Extracto del texto:
+++

Hay que recordar también que esta locura homicida se abatió sobre otros muchos grupos que tenían la culpa de ser «diferentes» o rebeldes a la tiranía del invasor.
Con ocasión de este doloroso aniversario, me dirijo una vez más a todos los hombres, invitándolos a superar sus prejuicios y a combatir todas las formas de racismo, aceptando reconocer en cada persona humana la dignidad fundamental y el bien que hay en la misma, a tomar cada vez mayor conciencia de pertenecer a una única familia humana querida y congregada por Dios.
Deseo repetir aquí con fuerza que la hostilidad o el odio hacia el judaísmo están en total contradicción con la visión cristiana de la dignidad de la persona humana.

Las pruebas de la Iglesia católica
6. El nuevo paganismo y los sistemas afines se ensañaban, ciertamente, contra los judíos, pero atentaban igualmente contra el cristianismo, cuyas enseñanzas habían formado el alma de Europa. A través del pueblo del cual «también procede Cristo según la carne» (Rm 9, 5), llega el mensaje evangélico sobre la igual dignidad de todos los hijos de Dios, que era menospreciada.
Mi predecesor, el Papa Pío XI, había sido claro en su encíclica «Mit brennender Sorge», al decir:
«Quien eleva la raza o el pueblo, el Estado o una forma determinada del mismo, los representantes del poder o de otros elementos fundamentales de la sociedad humana (...) como suprema norma de todo, aun de los valores religiosos, y los diviniza con culto idolátrico, pervierte y falsifica el orden creado y querido por Dios»[4].

+++

Registros proporcionados:

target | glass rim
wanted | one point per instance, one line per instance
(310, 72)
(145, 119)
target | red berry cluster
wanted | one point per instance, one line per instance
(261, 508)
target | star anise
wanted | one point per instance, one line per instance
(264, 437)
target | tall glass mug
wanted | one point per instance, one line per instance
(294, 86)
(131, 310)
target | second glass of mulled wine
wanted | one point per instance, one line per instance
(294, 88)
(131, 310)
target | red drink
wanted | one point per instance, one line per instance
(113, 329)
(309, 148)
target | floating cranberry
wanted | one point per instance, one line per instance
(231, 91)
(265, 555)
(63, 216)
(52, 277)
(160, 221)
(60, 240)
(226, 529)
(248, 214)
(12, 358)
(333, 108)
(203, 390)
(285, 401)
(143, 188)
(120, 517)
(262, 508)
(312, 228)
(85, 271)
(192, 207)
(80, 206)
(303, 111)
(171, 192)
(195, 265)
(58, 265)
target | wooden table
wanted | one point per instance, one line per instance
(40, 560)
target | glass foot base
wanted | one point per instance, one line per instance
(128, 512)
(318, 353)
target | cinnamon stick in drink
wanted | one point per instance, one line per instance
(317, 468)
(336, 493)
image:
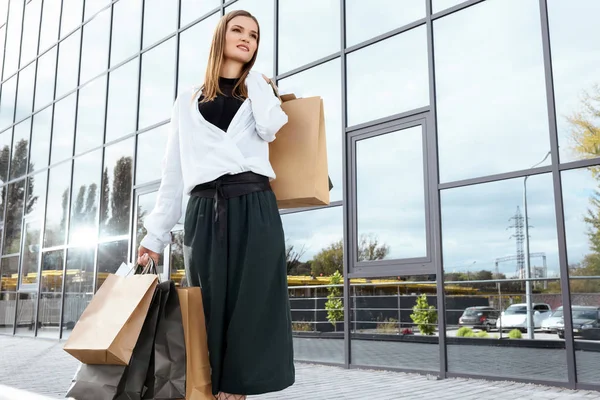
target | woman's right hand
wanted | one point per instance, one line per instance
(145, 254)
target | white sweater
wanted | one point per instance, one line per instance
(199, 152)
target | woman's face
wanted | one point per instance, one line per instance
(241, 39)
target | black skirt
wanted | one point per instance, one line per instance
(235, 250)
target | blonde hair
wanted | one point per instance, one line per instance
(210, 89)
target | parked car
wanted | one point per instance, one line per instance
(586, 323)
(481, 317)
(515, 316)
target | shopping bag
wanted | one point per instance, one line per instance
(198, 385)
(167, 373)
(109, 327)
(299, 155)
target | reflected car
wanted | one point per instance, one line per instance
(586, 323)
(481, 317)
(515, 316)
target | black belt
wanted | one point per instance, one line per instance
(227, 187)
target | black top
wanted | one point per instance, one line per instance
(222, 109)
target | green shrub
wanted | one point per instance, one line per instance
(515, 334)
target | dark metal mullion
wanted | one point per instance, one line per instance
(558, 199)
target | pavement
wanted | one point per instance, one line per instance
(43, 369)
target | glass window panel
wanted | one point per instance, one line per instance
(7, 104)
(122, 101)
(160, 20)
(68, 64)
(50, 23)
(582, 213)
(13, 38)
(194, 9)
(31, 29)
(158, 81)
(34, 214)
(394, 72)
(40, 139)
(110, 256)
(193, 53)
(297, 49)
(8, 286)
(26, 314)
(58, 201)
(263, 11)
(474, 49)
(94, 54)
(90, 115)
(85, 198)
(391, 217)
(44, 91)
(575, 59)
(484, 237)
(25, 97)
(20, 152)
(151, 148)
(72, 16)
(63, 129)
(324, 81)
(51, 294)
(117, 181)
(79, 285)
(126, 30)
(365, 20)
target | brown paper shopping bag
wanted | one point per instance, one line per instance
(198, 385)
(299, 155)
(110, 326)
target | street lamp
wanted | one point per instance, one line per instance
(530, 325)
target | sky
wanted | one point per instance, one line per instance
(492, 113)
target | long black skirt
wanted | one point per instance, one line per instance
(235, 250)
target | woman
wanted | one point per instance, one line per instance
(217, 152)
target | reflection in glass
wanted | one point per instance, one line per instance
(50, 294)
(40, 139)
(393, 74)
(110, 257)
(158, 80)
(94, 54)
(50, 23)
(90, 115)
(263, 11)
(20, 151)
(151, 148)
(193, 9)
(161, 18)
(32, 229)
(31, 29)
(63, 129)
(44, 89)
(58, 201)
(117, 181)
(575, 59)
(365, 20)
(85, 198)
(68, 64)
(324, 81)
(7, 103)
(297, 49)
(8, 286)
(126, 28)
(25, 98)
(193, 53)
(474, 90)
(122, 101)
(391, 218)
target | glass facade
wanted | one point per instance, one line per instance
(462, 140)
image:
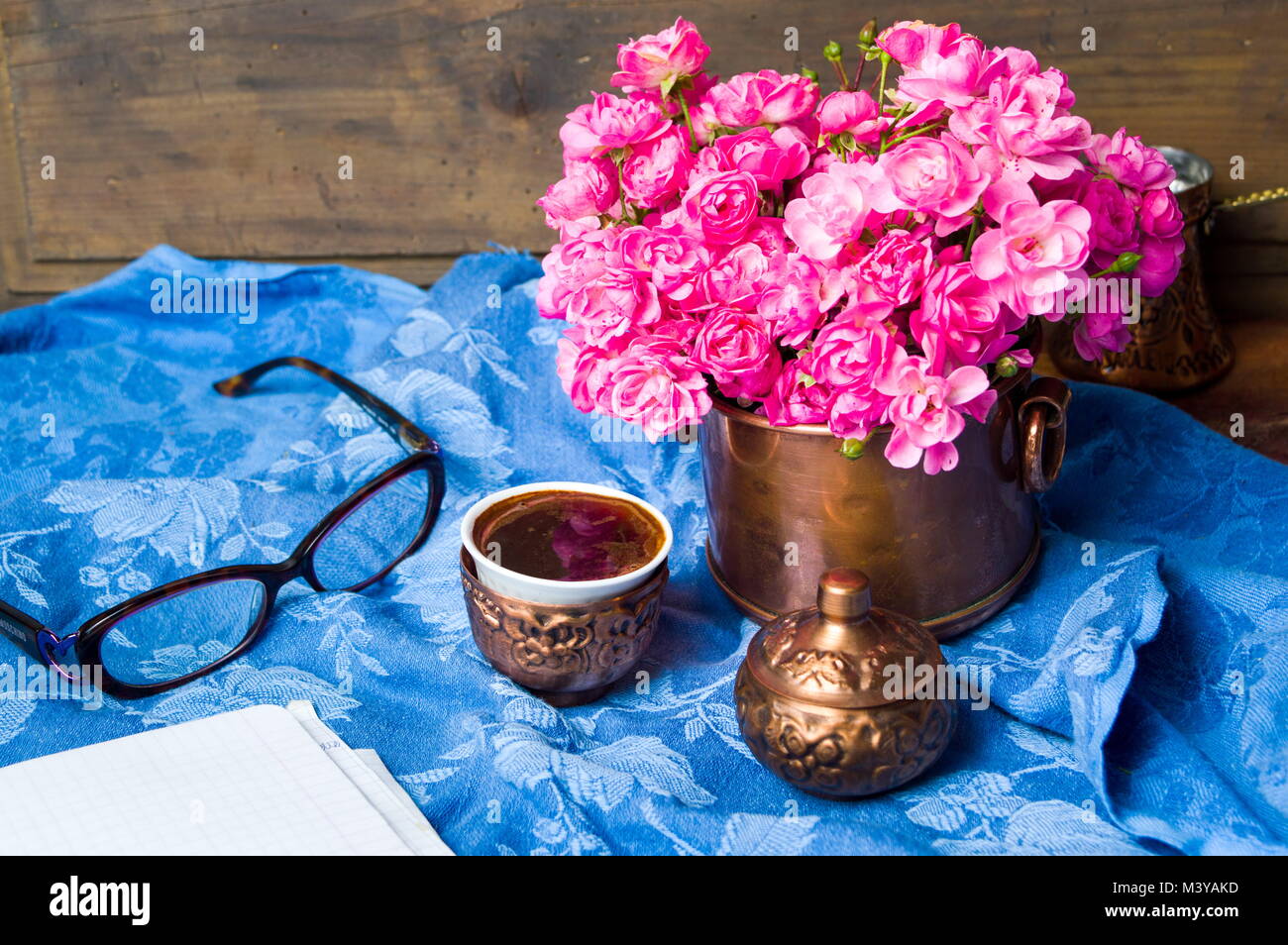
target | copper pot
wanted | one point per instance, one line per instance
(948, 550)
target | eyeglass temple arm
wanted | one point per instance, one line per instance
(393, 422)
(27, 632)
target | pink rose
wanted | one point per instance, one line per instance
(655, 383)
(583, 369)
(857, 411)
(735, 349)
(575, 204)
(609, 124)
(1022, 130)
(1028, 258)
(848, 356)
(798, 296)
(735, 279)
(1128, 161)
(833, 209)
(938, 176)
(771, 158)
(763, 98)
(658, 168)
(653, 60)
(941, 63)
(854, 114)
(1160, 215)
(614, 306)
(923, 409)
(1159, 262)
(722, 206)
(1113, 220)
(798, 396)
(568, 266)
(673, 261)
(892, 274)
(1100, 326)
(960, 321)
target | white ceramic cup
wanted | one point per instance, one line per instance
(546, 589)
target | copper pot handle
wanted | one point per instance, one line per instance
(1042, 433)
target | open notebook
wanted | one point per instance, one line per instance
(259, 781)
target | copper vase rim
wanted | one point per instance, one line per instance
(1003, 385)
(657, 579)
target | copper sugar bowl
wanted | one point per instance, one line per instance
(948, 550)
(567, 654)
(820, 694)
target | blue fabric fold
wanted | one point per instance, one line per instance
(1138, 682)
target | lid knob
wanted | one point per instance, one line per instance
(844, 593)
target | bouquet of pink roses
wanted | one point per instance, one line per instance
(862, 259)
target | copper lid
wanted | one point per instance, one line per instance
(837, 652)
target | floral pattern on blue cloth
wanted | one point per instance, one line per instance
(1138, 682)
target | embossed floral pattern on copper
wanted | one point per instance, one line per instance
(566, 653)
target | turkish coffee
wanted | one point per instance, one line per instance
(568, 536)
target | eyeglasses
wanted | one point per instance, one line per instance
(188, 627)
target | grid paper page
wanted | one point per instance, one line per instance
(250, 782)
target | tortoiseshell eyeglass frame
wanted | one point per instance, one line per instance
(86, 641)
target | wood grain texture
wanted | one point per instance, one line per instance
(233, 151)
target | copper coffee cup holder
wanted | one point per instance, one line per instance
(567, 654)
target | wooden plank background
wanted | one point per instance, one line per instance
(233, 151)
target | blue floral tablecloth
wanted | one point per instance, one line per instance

+++

Consigna escrita A: Resume en dos oraciones el extracto sobre el racismo y la hostilidad hacia el judaísmo.
Consigna escrita B:
Contesta estas preguntas con datos del extracto sobre el racismo y la hostilidad hacia el judaísmo:
(i) ¿De qué tenían la culpa los otros grupos sobre los que se abatió la locura homicida?
(ii) Además de los judíos, ¿contra qué atentaban el nuevo paganismo y los sistemas afines?
(iii) ¿Cómo se titula la encíclica de Pío XI que se cita?
Consigna escrita C: Escribe la continuación del extracto sobre el nuevo paganismo y la hostilidad hacia el judaísmo, a partir de la cita de Pío XI.

Respuesta escrita A: El texto recuerda que la locura homicida alcanzó también a otros grupos «diferentes» o rebeldes a la tiranía del invasor y, con motivo del aniversario, invita a todos a superar sus prejuicios y a combatir el racismo, afirmando que la hostilidad o el odio hacia el judaísmo contradicen la visión cristiana de la dignidad humana. Añade que el nuevo paganismo atentaba contra los judíos y también contra el cristianismo, y cita la encíclica «Mit brennender Sorge» de Pío XI, según la cual quien diviniza la raza, el pueblo o el Estado pervierte el orden querido por Dios.

Respuesta escrita B:
(i) De ser «diferentes» o rebeldes a la tiranía del invasor.
(ii) Contra el cristianismo.
(iii) «Mit brennender Sorge».

Respuesta escrita C:
Esta pretensión de la ideología del sistema nacionalsocialista no exceptuaba a las Iglesias y a la Iglesia católica en particular que, antes y durante el conflicto, conoció, también ella, su pasión. Su suerte no fue seguramente mejor en las regiones donde se impuso la ideología marxista del materialismo dialéctico.
No obstante, hemos de dar gracias a Dios por los numerosos testigos, conocidos y desconocidos, que -en aquellas horas de tribulación- tuvieron la valentía de profesar intrépidamente su fe, supieron levantarse contra la arbitrariedad atea y no se plegaron ante la fuerza.

Totalitarismo y religión
7. En el fondo, el paganismo nazi así como el dogma marxista tienen en común el ser ideologías totalitarias, con tendencia a trasformarse en religiones substitutivas.
Ya mucho antes de 1939, en algunos sectores de la cultura europea, aparecía una voluntad de borrar a Dios y su imagen del horizonte del hombre. Se empezaba a adoctrinar en este sentido a los niños, desde su más tierna edad.
La experiencia ha demostrado desgraciadamente que el hombre dejado al solo poder del hombre, mutilado de sus aspiraciones religiosas, se transforma rápidamente en un número o en un objeto. Por otra parte, ninguna época de la humanidad ha escapado al riesgo de que el hombre se encerrara en sí mismo, con una actitud de orgullosa suficiencia. Pero este riesgo se ha acentuado en este siglo en la medida en que la fuerza armada, la ciencia y la técnica han podido dar al hombre contemporáneo la ilusión de ser el único señor de la naturaleza y de la historia. Esta es la presunción que encontramos en la base de los excesos que deploramos.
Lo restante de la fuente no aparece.